[Document segment — start]
Let’s pardon her for using “literally” in a hyperbolic way. It’s safe to say many in the world did not follow the landing in real time, if at all, let alone holding their breath during a landing sequence dubbed the Seven Minutes of Terror. Suffice it so say, this was a tense and thrilling event for the literal crowds who followed it live. Garver, by citing coastal time zones, imbues the excitement of the occasion with from-sea-to-shining-sea imagery. Nationalism, à la the hymn America the Beautiful, finds itself boosted by this reference to continent-spanning time zones.

Arguably the greatest effect of the above passage is to put supreme emphasis on the Present (or at least the very recent Past). Garver’s cited era of space achievement spans 80 years or more, factoring in references to the 1960s and looking toward the 2030s. The Present becomes a bustling industrial program where the Future is under construction. Garver speaks of the Future in architectural terms both here and near the end of the speech (9, 13).
[Document segment — finish]
Tasks:
**A.** In the passage on Garver's speech, what name was given to the landing sequence?
**B.** List every time word that the passage on Garver's speech capitalizes.
[Data listing — start]
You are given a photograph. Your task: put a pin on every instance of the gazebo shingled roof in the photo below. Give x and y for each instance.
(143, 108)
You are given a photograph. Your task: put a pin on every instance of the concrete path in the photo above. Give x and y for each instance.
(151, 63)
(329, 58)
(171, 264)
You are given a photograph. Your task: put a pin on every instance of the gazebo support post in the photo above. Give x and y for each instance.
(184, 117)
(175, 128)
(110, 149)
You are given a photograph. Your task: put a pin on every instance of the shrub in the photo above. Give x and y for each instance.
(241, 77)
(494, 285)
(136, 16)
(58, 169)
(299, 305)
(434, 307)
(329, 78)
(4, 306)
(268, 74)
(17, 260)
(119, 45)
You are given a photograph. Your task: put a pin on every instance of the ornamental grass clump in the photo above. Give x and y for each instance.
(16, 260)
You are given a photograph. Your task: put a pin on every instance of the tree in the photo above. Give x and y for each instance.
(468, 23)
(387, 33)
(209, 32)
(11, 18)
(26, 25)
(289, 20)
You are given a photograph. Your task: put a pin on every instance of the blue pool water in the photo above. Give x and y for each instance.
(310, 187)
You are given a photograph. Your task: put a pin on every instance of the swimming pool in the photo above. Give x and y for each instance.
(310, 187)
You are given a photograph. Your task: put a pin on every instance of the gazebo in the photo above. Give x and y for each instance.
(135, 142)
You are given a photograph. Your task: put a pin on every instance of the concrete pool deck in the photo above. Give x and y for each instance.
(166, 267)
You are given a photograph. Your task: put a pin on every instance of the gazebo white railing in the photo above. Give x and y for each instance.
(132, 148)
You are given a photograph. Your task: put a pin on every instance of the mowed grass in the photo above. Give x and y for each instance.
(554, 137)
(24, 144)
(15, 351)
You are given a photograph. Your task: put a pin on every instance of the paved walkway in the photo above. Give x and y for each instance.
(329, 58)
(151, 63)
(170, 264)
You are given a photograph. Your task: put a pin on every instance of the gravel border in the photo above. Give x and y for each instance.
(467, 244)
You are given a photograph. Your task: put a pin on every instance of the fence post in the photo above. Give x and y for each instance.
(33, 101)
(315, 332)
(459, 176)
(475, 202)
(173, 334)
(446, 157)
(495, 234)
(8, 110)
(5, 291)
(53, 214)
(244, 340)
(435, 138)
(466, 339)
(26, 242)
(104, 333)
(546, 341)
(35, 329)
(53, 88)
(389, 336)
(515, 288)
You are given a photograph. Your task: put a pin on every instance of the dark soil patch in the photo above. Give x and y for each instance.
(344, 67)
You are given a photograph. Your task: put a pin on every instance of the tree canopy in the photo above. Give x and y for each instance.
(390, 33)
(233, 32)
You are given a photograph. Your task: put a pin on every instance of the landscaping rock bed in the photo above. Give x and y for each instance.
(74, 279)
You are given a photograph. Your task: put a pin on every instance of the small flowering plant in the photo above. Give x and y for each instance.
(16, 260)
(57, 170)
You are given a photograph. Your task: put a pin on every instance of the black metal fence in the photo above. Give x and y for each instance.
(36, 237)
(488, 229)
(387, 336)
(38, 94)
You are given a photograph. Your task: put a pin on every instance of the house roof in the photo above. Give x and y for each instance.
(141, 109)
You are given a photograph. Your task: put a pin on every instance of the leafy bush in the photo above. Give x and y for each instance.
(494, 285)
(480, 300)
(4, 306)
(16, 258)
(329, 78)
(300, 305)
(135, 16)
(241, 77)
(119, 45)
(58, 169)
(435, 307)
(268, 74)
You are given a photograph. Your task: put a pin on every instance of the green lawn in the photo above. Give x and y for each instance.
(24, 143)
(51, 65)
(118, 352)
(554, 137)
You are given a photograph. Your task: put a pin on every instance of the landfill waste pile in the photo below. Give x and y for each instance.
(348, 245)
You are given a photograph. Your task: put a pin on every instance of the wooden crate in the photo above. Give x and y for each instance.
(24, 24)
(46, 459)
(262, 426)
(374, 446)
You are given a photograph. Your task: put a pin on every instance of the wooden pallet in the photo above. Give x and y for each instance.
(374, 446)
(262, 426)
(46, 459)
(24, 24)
[Data listing — finish]
Responses for each task:
**A.** The Seven Minutes of Terror

**B.** Present, Past, Future